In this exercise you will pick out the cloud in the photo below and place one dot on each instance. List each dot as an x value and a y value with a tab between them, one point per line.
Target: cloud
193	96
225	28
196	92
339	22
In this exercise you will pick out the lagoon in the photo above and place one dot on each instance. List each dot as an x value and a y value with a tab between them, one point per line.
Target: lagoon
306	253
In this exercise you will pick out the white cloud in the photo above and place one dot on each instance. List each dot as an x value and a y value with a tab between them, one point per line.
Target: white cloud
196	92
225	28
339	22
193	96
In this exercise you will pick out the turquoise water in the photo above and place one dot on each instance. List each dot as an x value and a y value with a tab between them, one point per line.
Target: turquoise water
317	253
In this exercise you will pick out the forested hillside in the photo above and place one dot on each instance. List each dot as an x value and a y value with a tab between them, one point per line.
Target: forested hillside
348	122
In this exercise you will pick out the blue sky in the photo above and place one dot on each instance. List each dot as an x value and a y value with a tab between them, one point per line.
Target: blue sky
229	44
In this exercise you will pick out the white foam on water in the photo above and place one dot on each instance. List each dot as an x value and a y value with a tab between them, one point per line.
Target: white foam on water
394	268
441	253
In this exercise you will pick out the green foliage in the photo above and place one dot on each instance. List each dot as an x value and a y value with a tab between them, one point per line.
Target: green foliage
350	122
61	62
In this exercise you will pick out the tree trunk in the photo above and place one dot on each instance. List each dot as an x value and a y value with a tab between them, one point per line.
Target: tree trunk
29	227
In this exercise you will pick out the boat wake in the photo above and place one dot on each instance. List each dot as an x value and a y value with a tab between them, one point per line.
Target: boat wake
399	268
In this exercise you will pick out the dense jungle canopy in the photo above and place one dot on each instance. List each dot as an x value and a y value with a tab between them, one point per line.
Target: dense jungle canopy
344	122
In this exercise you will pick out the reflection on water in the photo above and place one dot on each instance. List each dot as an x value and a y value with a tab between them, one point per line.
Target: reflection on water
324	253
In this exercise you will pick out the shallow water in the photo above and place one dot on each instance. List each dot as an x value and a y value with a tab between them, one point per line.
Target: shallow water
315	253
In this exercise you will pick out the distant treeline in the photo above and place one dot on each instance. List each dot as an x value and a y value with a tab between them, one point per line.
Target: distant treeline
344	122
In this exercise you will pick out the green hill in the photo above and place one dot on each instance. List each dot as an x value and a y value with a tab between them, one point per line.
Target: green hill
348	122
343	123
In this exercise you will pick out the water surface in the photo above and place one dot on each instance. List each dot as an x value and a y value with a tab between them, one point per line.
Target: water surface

● AIM OF THE TASK: Could you copy out every line of the records above word for word, with nothing changed or left out?

● RESPONSE:
In this exercise you will pick out the cloud in the photo below and place one dot on each instance. List each dot as an x value and a y value with a tab between them, one point per line.
Target: cloud
193	96
225	28
196	92
339	22
In this exercise you will pick out the lagoon in the photo above and place one dot on each instance. List each dot as an x value and a y value with a tab between them, one point per line.
Target: lagoon
306	253
In this exercise you will pick out the white cloud in the photo above and place one dot on each instance. List each dot as an x value and a y value with a tab between them, one point per line.
Target: white cloud
196	92
225	28
339	22
193	96
In this exercise you will pick out the turquoise water in the photo above and place one dot on each instance. List each dot as an x value and a y value with a tab between them, one point per line.
Target: turquoise water
317	253
In this exercise you will pick out the forested hillside in the photo above and place one dot on each instance. List each dot as an x value and a y value with a tab between them, one point per line.
Target: forested hillside
348	122
In this exercise you will pick out the blue sky in the photo above and place one dot on each instance. List each dot as an x value and a y value with a tab between them, one point per line.
Target: blue sky
229	44
In this exercise you will pick out the white foam on water in the photo above and place one dot on each instance. List each dot as an x value and a y value with a tab between them, one point per line.
Target: white foam on water
394	268
441	253
In this exercise you will pick out the green foliage in the photo above and place one dot on each instance. List each dot as an x value and a y value with a tab between them, one point per line.
Target: green foliage
350	122
61	62
In this exercise you will pick out the tree trunk in the photo above and place one dot on each instance. List each dot as an x value and a y value with a tab between them, one point per line.
Target: tree trunk
29	227
In this exercise you will pick out the boat wake in the photo above and place one dot on each instance. List each dot as an x value and a y value with a tab between them, one point per line.
Target: boat wake
399	268
In this exercise you will pick out the dense jungle canopy in the photo above and place one dot on each instance. List each dot as an x value and a y value with a tab between them, one point per line.
Target: dense jungle canopy
344	122
In this exercise you will pick out the reflection on water in the photo above and place one dot on each instance. List each dot as an x value and a y value with a tab between them, one point per line.
Target: reflection on water
324	253
In this exercise you will pick out the shallow water in the photo above and place one dot on each instance. List each dot as an x value and a y value with a tab between them, one point per line.
Target: shallow water
315	253
In this exercise you will pick out the distant treeline in the photo above and place one dot on each instance. List each dot as an x value and a y value with a tab between them, one point per line.
Target: distant treeline
344	122
In this exercise you will pick out the green hill in the photo above and place one dot on each instance. List each dot as an x value and a y value with a tab between them, one point per line.
Target: green hill
348	122
343	123
In this exercise you will pick out the water surface in the photo above and place one dot on each instance. List each dot as an x value and a y value with a tab between them, one point per line.
Target: water surface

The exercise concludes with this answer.